RECORDS FOR THE TASK:
▶
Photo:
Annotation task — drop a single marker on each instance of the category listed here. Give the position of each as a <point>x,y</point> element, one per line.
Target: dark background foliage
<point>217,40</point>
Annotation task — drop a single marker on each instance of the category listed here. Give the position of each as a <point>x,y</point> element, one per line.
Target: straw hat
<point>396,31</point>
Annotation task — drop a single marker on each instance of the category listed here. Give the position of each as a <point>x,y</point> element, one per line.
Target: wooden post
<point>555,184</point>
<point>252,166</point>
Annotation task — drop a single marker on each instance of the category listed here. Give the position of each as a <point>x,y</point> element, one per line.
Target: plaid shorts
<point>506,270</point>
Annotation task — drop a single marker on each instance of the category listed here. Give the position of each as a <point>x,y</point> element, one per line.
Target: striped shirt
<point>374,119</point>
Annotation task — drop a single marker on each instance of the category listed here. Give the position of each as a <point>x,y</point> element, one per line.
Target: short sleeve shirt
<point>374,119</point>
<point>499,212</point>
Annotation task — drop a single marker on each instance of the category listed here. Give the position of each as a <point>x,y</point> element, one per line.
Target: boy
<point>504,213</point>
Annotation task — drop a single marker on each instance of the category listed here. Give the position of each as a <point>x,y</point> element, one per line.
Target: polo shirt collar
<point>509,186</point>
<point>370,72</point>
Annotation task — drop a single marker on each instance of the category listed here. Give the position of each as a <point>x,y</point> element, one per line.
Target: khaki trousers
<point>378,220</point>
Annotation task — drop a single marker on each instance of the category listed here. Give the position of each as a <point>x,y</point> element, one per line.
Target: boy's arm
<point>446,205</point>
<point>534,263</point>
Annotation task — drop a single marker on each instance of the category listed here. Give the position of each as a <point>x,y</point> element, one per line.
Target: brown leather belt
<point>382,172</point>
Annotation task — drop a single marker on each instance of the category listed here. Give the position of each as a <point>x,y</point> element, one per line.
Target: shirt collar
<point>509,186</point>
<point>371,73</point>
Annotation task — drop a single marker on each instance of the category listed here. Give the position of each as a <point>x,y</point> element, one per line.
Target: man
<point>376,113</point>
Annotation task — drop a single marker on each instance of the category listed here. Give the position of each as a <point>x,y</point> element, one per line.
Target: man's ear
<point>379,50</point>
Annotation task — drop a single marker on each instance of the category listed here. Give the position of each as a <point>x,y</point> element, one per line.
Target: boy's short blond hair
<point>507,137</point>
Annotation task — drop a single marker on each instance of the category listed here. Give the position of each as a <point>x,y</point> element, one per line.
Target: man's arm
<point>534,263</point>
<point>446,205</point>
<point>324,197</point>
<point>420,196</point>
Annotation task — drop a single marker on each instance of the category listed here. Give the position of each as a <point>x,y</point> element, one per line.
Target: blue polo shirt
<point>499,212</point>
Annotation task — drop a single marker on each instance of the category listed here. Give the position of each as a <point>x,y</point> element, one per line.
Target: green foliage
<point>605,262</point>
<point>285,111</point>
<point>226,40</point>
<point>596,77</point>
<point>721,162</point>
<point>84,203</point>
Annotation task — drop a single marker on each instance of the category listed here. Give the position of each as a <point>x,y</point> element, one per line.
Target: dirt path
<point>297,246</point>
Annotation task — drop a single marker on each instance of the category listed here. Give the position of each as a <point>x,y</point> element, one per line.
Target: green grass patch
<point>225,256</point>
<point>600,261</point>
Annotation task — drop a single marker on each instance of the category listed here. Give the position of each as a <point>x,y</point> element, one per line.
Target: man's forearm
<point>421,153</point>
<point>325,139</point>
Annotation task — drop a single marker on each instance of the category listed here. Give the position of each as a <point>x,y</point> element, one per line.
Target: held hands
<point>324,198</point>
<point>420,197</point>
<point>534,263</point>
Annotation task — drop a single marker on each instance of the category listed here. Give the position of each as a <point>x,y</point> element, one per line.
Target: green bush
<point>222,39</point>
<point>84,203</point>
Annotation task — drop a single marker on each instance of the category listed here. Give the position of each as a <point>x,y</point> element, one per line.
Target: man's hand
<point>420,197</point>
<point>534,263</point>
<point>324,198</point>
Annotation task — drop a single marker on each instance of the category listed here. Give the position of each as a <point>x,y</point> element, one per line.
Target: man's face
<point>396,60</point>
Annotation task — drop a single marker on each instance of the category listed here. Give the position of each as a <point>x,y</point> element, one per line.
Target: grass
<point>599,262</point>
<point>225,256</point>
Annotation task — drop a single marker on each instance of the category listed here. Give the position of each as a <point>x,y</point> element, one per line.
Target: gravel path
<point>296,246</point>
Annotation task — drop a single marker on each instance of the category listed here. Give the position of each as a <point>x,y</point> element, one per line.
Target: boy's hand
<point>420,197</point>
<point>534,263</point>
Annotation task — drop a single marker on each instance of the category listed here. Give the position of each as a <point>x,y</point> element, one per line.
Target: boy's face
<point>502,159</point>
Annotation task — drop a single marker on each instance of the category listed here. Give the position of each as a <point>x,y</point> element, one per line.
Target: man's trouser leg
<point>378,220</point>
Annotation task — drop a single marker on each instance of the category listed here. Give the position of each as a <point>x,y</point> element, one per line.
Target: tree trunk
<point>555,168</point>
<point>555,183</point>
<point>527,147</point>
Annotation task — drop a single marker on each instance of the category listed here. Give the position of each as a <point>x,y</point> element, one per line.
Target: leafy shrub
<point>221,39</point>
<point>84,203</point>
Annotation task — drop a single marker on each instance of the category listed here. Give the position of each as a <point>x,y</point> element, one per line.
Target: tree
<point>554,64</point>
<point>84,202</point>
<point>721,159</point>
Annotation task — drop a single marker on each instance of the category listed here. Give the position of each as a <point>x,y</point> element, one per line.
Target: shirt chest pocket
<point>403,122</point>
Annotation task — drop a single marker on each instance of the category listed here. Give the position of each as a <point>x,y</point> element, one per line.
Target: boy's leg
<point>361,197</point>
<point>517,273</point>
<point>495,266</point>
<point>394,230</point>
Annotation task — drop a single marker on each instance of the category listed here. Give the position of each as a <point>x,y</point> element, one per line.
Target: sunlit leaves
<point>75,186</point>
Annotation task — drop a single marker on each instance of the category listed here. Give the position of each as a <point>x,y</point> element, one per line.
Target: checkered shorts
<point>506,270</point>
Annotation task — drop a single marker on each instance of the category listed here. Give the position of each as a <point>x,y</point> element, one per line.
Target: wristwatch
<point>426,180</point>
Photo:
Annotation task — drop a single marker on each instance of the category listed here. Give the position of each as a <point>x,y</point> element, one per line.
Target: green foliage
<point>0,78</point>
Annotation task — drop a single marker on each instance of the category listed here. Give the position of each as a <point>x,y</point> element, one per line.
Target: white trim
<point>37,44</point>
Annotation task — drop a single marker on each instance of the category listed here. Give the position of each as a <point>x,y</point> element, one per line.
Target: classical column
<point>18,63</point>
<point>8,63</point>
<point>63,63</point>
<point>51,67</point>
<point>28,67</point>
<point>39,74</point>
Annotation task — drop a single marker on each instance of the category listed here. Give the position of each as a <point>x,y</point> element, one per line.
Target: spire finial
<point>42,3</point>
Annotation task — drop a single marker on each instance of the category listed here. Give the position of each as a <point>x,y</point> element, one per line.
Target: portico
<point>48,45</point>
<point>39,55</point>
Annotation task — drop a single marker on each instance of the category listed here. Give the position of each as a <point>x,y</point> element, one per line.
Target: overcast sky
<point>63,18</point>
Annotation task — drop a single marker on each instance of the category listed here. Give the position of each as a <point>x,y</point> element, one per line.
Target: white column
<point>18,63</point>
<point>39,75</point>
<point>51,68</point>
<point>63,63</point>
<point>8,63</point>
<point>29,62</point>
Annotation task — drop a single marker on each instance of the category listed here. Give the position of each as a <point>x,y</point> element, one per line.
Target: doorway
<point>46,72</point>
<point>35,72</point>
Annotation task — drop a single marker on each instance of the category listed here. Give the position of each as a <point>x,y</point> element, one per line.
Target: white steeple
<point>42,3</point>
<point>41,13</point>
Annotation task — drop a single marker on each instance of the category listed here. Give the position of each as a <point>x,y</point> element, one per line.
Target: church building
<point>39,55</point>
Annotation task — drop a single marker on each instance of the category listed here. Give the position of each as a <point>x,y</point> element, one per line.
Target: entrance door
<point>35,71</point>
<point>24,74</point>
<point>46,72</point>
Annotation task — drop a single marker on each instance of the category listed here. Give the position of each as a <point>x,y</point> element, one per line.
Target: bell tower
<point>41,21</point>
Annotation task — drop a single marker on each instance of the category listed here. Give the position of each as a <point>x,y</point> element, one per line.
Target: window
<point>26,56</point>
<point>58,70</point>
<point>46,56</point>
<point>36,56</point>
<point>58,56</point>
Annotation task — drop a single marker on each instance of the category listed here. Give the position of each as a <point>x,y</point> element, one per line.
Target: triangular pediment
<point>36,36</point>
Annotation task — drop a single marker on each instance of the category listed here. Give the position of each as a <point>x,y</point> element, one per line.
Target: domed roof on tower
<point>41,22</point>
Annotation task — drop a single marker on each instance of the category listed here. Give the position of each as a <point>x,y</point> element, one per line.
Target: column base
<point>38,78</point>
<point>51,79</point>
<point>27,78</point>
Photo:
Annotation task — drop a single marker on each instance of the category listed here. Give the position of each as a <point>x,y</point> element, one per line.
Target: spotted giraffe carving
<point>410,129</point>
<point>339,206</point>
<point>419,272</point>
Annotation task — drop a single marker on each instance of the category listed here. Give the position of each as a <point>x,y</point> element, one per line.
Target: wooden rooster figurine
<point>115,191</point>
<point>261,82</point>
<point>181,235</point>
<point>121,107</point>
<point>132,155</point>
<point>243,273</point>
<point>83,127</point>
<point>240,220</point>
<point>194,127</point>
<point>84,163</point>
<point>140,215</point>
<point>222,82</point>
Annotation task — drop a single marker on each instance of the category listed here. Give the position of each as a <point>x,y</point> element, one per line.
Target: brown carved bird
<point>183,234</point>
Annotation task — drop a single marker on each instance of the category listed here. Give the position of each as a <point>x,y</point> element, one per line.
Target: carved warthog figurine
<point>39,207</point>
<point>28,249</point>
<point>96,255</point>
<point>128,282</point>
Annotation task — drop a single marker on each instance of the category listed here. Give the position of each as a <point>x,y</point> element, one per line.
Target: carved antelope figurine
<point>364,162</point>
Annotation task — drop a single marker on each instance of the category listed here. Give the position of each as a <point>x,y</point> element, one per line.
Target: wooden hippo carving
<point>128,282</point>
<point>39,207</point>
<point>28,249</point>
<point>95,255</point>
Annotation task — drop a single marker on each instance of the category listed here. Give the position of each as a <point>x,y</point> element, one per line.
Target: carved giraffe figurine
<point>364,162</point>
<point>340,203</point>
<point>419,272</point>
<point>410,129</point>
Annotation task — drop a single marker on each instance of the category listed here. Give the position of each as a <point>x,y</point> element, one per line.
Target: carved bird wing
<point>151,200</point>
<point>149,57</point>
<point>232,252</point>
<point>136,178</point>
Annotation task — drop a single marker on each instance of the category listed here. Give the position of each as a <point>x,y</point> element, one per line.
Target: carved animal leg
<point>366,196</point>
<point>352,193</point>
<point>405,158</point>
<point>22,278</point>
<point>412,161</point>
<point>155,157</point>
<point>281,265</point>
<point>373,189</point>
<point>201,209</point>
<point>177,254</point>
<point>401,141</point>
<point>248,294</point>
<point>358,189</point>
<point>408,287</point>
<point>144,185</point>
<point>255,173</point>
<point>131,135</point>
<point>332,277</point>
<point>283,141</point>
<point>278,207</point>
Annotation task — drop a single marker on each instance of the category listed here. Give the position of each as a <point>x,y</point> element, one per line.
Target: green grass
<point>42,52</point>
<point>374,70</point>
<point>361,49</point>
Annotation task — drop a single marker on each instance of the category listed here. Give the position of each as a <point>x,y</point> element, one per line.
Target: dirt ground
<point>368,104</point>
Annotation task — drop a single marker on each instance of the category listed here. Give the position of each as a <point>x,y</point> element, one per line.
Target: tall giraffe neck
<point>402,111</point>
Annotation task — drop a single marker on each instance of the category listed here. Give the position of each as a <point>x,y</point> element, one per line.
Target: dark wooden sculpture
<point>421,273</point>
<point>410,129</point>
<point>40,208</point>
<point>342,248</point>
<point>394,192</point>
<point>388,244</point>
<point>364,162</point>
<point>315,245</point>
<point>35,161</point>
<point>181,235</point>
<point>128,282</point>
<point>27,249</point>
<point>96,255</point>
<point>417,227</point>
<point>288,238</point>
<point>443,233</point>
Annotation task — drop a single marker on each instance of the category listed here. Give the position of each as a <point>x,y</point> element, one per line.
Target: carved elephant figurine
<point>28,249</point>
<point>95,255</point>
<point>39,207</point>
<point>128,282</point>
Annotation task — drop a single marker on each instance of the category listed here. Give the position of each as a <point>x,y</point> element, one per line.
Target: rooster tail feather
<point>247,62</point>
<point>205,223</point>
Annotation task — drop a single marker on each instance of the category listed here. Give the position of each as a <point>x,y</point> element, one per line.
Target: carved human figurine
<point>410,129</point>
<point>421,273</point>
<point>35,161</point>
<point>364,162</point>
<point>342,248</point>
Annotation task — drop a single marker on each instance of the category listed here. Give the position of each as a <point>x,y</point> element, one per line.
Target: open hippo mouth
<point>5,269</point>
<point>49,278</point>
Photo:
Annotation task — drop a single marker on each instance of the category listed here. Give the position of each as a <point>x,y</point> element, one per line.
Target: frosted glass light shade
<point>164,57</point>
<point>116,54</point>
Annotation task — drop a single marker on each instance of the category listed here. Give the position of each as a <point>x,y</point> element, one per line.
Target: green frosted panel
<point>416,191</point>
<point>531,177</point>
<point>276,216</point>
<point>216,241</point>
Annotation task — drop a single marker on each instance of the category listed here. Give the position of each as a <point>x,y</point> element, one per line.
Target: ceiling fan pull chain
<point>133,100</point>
◀
Transcribe, without alteration, the line that contains "Target: green frosted panel" together with all lines after it in the listing above.

Target: green frosted panel
<point>416,191</point>
<point>531,177</point>
<point>276,216</point>
<point>216,241</point>
Annotation task — drop a single marker on each instance of the category listed here. Give the position of each as a <point>x,y</point> element, one per line.
Target: ceiling fan pull chain
<point>133,100</point>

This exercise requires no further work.